**Exercise instructions**: Reproduce every line of the items below, requests included, offsetting each coordinate in the answers by 120 while leaving the numbers in the requests and their format samples unchanged. Leave the pictures out of your output.

## BEGIN

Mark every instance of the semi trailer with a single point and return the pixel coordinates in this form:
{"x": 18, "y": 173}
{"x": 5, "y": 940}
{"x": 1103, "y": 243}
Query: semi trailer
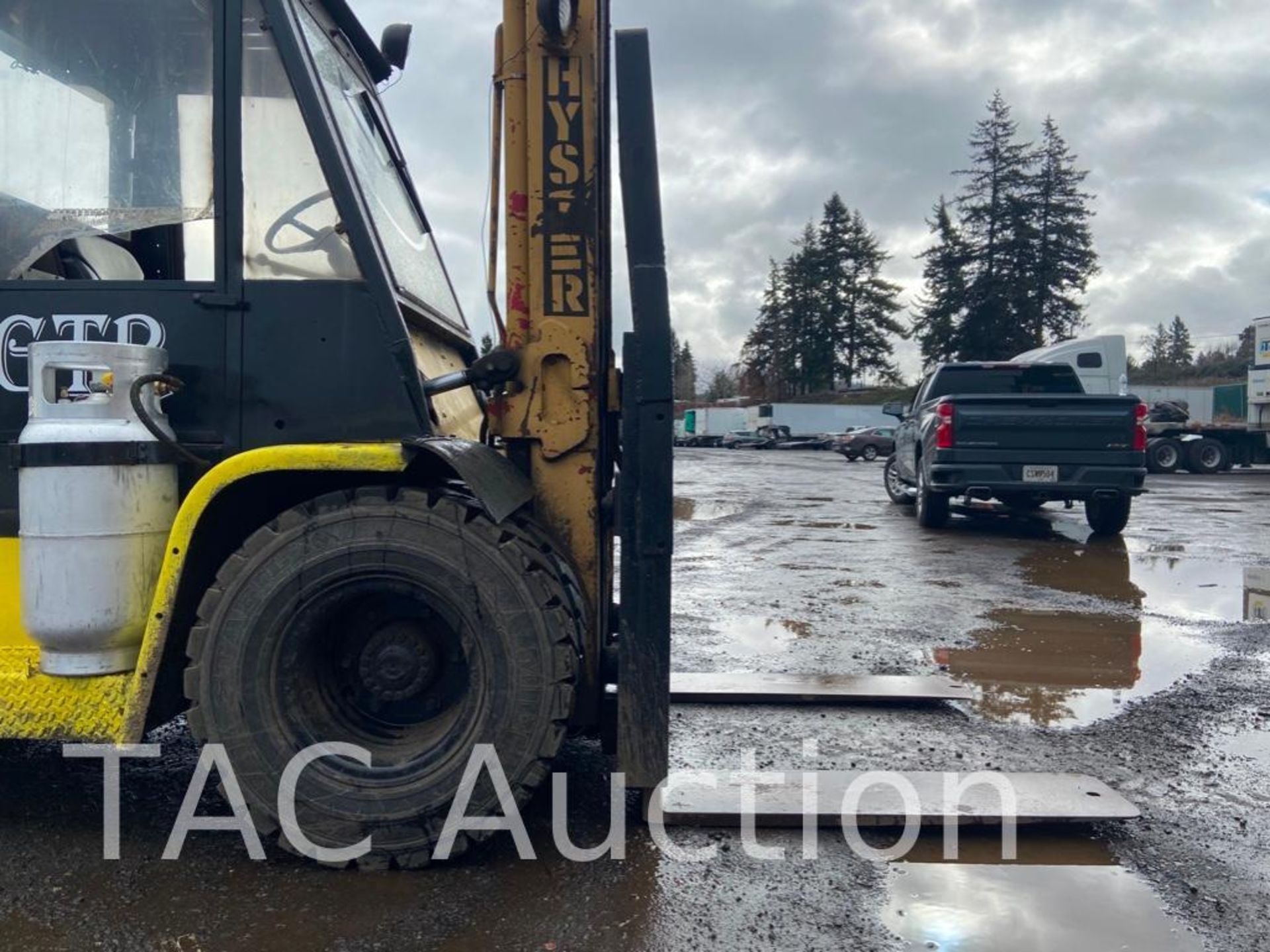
{"x": 1198, "y": 429}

## END

**Written answer**:
Mark every instance of the semi trailer with a single point and return the pixel coordinates in this form:
{"x": 18, "y": 173}
{"x": 5, "y": 940}
{"x": 1103, "y": 243}
Query: semi trailer
{"x": 1318, "y": 549}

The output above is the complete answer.